▶ [YOUR TASK]: List every line in the rows below that contains the word "beige", matching case exactly.

▶ [DATASET EXTRACT]:

════════════════════

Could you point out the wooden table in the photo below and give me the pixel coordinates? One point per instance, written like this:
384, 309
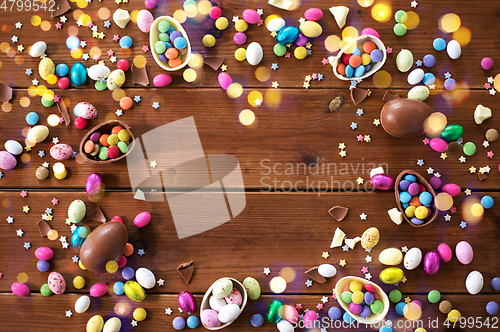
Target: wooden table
286, 221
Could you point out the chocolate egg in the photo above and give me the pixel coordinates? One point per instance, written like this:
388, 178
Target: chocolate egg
404, 118
105, 243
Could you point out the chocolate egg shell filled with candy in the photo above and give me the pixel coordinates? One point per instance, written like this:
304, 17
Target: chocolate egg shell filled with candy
404, 118
105, 243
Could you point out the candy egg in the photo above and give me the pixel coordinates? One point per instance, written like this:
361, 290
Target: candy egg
56, 282
254, 53
78, 74
145, 20
464, 252
145, 278
98, 72
7, 161
82, 304
413, 257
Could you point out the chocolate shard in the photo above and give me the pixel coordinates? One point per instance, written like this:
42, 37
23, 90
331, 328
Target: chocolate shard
186, 271
358, 95
213, 62
96, 215
338, 212
140, 75
60, 7
64, 112
43, 227
5, 93
389, 96
314, 275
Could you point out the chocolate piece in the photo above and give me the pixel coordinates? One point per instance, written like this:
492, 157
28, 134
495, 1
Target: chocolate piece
105, 243
96, 215
389, 96
186, 271
5, 93
60, 7
140, 75
338, 212
314, 275
358, 95
43, 227
213, 62
64, 112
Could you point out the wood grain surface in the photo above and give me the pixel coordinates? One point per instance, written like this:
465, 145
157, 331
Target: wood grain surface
290, 162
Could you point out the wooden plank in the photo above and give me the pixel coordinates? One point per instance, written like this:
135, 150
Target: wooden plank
278, 147
41, 314
292, 71
274, 230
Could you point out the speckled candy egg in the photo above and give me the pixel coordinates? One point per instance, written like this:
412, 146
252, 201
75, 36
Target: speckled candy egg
56, 282
145, 278
61, 151
7, 161
76, 211
144, 20
116, 79
222, 288
46, 67
210, 318
85, 110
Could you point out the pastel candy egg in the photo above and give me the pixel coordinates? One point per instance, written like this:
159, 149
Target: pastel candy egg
78, 74
251, 16
145, 278
98, 72
44, 253
474, 282
82, 304
13, 147
253, 288
37, 49
464, 252
95, 324
162, 80
38, 134
310, 29
210, 318
115, 79
61, 151
98, 290
7, 161
145, 20
56, 282
313, 14
142, 219
234, 297
46, 67
222, 288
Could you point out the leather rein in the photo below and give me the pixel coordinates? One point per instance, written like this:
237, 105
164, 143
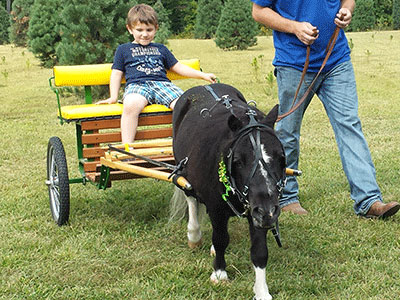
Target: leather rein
329, 49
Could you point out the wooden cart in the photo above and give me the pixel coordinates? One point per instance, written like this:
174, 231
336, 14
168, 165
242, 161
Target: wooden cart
97, 126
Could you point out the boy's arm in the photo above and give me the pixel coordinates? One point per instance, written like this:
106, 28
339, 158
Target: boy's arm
115, 84
187, 71
304, 31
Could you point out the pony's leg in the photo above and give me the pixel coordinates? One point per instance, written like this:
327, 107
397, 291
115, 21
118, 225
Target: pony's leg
259, 257
194, 232
220, 239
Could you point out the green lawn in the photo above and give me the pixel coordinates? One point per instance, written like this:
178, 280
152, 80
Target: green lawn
119, 244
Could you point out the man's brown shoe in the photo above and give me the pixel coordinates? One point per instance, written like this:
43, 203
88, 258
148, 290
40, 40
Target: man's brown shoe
295, 208
382, 210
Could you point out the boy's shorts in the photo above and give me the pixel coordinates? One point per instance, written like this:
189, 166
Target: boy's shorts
155, 92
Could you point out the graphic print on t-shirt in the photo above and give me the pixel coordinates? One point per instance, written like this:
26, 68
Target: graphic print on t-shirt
147, 60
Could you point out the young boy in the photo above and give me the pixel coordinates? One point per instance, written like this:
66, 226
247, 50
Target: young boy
144, 65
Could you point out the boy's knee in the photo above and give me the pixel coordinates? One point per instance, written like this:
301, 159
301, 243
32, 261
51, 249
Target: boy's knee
134, 103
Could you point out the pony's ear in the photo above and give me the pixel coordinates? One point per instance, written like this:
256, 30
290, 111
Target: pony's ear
234, 123
270, 119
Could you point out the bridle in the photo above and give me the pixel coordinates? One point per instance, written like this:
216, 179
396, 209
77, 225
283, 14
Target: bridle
253, 132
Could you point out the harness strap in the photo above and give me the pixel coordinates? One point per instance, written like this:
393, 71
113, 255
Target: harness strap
329, 49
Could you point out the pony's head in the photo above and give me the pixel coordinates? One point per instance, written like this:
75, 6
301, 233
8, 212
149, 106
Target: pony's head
256, 165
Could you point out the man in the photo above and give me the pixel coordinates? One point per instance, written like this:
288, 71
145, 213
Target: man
297, 24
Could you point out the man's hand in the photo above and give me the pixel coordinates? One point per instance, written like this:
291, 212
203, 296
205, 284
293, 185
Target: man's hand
306, 32
343, 17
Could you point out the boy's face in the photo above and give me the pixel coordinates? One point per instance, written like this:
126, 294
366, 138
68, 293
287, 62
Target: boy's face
143, 34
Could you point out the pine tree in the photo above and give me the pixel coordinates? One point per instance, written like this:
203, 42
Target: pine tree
207, 18
236, 30
43, 30
364, 16
20, 21
92, 30
164, 30
396, 14
4, 26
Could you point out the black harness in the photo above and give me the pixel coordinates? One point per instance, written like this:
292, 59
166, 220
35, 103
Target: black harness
252, 131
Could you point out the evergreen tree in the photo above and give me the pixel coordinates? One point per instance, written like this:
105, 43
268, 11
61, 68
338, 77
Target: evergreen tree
164, 24
20, 21
236, 30
396, 14
4, 26
92, 30
43, 30
364, 16
207, 18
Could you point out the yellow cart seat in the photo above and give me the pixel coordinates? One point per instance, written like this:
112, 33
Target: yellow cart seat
86, 112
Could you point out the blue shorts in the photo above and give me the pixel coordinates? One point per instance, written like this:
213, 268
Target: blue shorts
155, 92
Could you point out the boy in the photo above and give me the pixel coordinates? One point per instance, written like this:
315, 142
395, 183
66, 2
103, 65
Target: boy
144, 65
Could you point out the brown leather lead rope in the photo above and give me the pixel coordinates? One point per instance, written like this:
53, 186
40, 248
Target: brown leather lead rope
329, 50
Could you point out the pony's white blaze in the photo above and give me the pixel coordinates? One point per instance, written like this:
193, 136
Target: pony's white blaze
264, 172
194, 233
260, 286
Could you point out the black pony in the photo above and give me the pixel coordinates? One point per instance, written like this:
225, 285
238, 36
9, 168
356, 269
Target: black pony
236, 166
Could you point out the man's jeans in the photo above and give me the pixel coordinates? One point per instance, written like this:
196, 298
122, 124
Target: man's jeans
337, 91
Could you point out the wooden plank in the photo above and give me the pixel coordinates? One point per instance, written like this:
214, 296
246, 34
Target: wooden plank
146, 172
99, 151
101, 124
114, 137
115, 123
118, 175
93, 166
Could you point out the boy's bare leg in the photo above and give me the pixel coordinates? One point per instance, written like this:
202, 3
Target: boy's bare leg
133, 105
172, 104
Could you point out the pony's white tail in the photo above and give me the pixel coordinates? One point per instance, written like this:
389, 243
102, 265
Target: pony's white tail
179, 207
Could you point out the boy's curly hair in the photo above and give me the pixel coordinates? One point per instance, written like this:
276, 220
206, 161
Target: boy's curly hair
142, 13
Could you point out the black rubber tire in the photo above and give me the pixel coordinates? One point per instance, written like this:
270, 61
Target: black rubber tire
58, 181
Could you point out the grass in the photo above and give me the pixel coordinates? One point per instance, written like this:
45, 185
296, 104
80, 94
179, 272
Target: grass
119, 244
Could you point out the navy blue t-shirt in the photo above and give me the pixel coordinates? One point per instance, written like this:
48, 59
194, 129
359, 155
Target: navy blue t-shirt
290, 51
143, 63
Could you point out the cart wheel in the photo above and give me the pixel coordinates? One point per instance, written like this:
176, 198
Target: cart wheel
58, 181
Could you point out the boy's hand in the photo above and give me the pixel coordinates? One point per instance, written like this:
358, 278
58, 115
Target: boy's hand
106, 101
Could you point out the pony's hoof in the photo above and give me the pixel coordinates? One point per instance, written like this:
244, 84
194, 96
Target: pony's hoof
219, 276
267, 297
212, 251
193, 245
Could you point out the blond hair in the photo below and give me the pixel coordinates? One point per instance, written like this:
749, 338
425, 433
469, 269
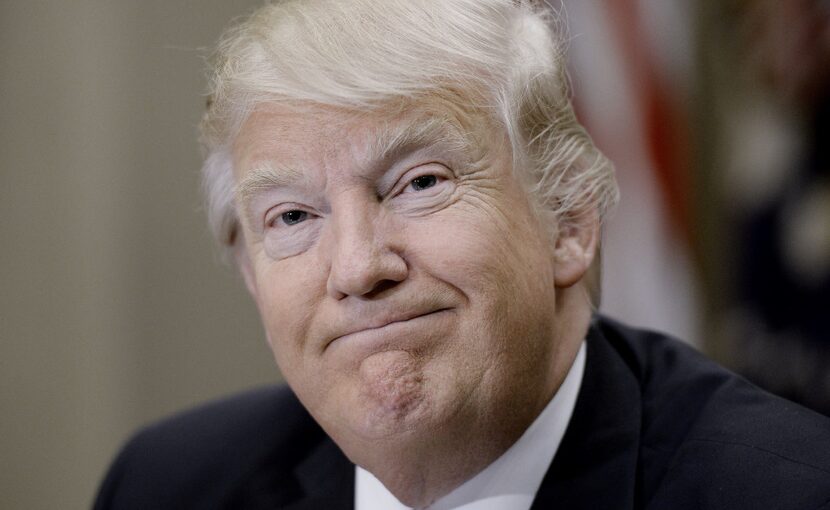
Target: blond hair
504, 56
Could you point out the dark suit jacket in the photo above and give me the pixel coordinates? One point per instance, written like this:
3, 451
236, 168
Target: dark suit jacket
656, 425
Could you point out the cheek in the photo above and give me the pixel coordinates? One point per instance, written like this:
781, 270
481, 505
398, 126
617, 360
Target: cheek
288, 293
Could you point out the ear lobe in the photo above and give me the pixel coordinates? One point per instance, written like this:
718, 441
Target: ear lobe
574, 250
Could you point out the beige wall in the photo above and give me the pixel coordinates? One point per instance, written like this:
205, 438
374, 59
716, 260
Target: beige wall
113, 308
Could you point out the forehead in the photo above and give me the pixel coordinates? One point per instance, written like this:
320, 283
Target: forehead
295, 133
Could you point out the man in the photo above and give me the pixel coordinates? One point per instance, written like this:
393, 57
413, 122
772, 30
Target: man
414, 210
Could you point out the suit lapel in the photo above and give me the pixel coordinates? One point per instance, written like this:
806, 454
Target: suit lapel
596, 464
326, 478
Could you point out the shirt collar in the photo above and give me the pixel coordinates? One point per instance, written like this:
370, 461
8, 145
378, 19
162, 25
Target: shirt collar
512, 480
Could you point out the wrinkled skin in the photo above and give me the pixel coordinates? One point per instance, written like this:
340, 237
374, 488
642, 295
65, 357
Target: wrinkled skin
414, 303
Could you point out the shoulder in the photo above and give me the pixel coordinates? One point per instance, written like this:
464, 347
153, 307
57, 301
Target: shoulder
713, 436
206, 453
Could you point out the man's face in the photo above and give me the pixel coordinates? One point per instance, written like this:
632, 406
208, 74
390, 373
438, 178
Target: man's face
406, 288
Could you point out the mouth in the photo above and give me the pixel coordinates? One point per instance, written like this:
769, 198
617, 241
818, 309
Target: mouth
383, 326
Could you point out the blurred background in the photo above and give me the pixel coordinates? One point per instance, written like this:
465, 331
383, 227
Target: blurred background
115, 309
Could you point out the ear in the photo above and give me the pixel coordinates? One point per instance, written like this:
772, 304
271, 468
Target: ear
243, 262
574, 250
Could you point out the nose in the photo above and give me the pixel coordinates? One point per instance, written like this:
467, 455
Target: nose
364, 260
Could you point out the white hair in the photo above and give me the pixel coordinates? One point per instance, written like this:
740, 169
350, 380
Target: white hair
502, 58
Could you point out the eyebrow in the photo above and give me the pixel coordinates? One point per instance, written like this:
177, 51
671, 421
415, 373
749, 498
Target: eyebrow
385, 145
262, 177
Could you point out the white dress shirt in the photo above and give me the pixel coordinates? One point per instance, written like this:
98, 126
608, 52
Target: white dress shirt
512, 480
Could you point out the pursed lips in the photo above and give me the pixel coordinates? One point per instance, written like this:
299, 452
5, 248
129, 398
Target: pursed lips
382, 323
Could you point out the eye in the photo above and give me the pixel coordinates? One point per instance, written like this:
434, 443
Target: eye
293, 217
423, 182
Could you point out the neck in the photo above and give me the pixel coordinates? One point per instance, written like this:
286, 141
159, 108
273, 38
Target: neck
420, 467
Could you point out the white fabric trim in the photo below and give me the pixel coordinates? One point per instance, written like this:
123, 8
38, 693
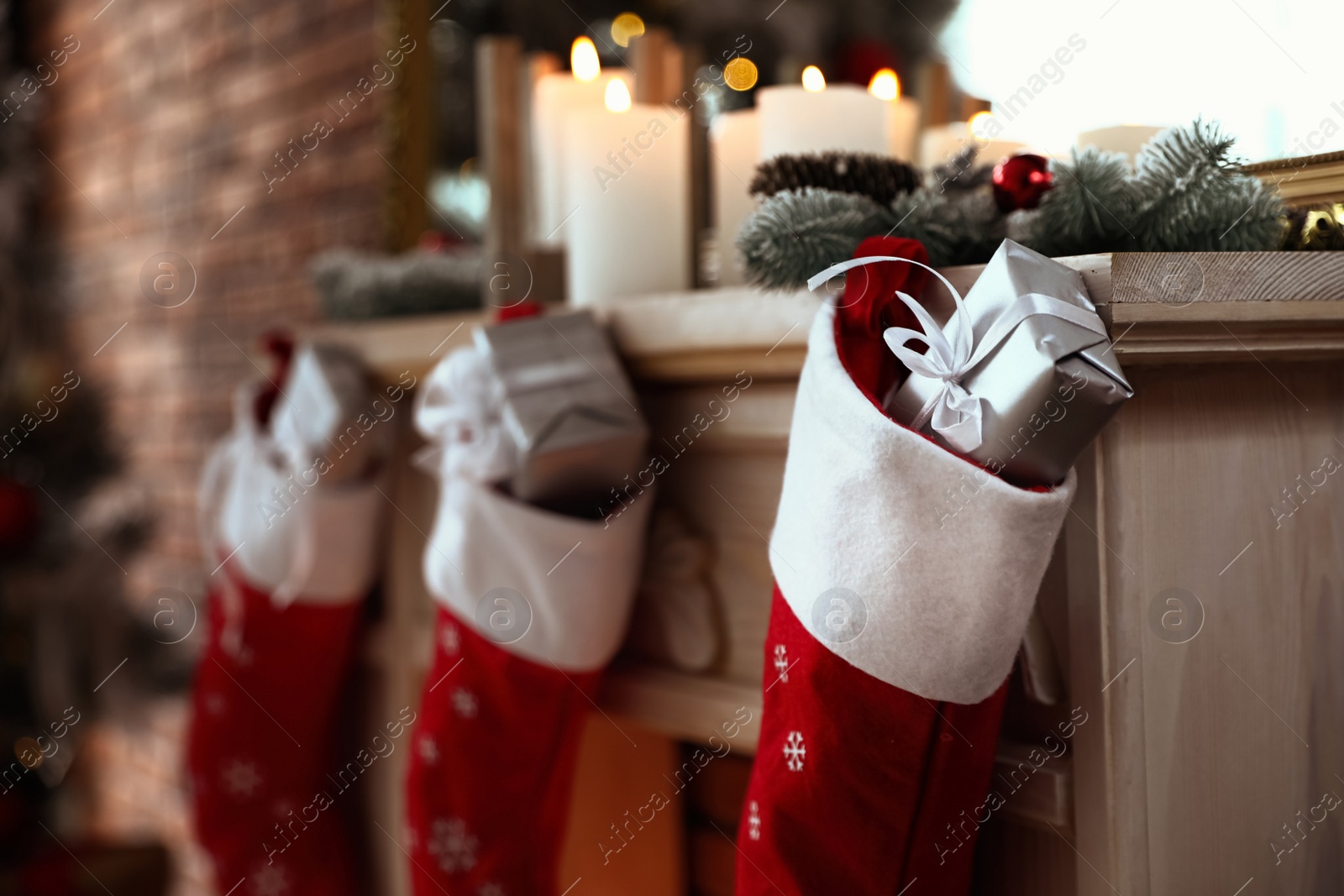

════════════════════

▶ [WORKED ANSWER]:
Could you point out the beige wall in the photo above and give me the pixel coordinates? One point per instance, written like this:
Target: beige wall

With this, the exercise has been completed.